-- WHAT YOU ARE ASKED TO DO --
Rewrite the rows below, putting "formatted example" in place of each "formatted sample" and leaving everything else unchanged.

-- INPUT --
· · · · · · ·

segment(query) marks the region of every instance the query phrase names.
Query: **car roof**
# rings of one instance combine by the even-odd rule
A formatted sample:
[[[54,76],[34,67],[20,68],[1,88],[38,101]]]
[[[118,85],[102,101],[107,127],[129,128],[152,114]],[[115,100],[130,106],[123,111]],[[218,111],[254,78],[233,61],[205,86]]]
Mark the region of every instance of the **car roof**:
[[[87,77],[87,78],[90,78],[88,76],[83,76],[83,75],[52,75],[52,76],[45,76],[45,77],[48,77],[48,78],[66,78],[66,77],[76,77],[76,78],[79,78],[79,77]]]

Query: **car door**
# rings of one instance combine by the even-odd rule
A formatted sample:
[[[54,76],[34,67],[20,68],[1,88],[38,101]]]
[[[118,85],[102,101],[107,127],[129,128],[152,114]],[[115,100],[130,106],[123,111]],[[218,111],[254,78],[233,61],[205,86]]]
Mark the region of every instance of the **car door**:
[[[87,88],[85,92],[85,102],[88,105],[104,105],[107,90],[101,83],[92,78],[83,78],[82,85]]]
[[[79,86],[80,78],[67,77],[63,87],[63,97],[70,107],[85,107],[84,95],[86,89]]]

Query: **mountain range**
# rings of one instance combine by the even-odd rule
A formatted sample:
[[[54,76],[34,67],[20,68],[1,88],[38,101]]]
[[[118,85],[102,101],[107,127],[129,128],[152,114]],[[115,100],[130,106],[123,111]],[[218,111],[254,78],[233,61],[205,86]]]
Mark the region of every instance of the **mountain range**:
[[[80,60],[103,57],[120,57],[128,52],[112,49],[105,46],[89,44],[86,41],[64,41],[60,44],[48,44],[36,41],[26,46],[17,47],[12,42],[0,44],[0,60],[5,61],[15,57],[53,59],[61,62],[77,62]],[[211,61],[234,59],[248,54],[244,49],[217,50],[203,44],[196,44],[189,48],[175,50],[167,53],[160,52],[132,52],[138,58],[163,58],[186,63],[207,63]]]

· · · · · · ·

-- SOLUTION --
segment(query) marks the region of every instance the query phrase names.
Query: **car roof**
# rings of one instance combine by the even-odd rule
A formatted example:
[[[54,76],[34,67],[20,68],[1,88],[38,101]]]
[[[118,85],[102,101],[107,127],[129,128],[152,114]],[[115,100],[130,106],[123,111]],[[218,111],[254,78],[233,61],[205,86]]]
Mark the region of every instance of the **car roof**:
[[[87,77],[87,78],[90,78],[88,76],[83,76],[83,75],[52,75],[52,76],[45,76],[45,77],[48,77],[48,78],[66,78],[66,77],[76,77],[76,78],[79,78],[79,77]]]

Query: **car door**
# rings of one instance combine by the even-odd rule
A formatted example:
[[[54,76],[34,67],[20,68],[1,88],[38,101]]]
[[[118,85],[102,101],[107,127],[129,128],[152,114]],[[115,100],[130,106],[123,111]],[[218,111],[254,78],[233,61],[205,86]]]
Mark the region of every instance of the **car door**:
[[[87,88],[85,92],[85,102],[88,105],[104,105],[107,90],[101,83],[92,78],[83,78],[82,85]]]
[[[79,86],[80,78],[67,77],[63,87],[63,97],[70,107],[85,107],[84,95],[86,89]]]

Query: **mountain range**
# rings of one instance combine by the even-odd rule
A formatted example:
[[[54,76],[34,67],[20,68],[1,88],[38,101]]]
[[[118,85],[102,101],[107,127],[129,128],[152,114]],[[115,100],[130,106],[123,111]],[[218,111],[254,78],[233,61],[205,86]]]
Mark the region of every instance of the **mountain range**:
[[[80,60],[103,57],[120,57],[128,52],[112,49],[105,46],[89,44],[86,41],[64,41],[60,44],[48,44],[36,41],[26,46],[17,47],[12,42],[0,44],[0,60],[5,61],[15,57],[53,59],[61,62],[77,62]],[[211,61],[234,59],[248,54],[244,49],[217,50],[203,44],[196,44],[189,48],[175,50],[167,53],[160,52],[132,52],[138,58],[163,58],[186,63],[207,63]]]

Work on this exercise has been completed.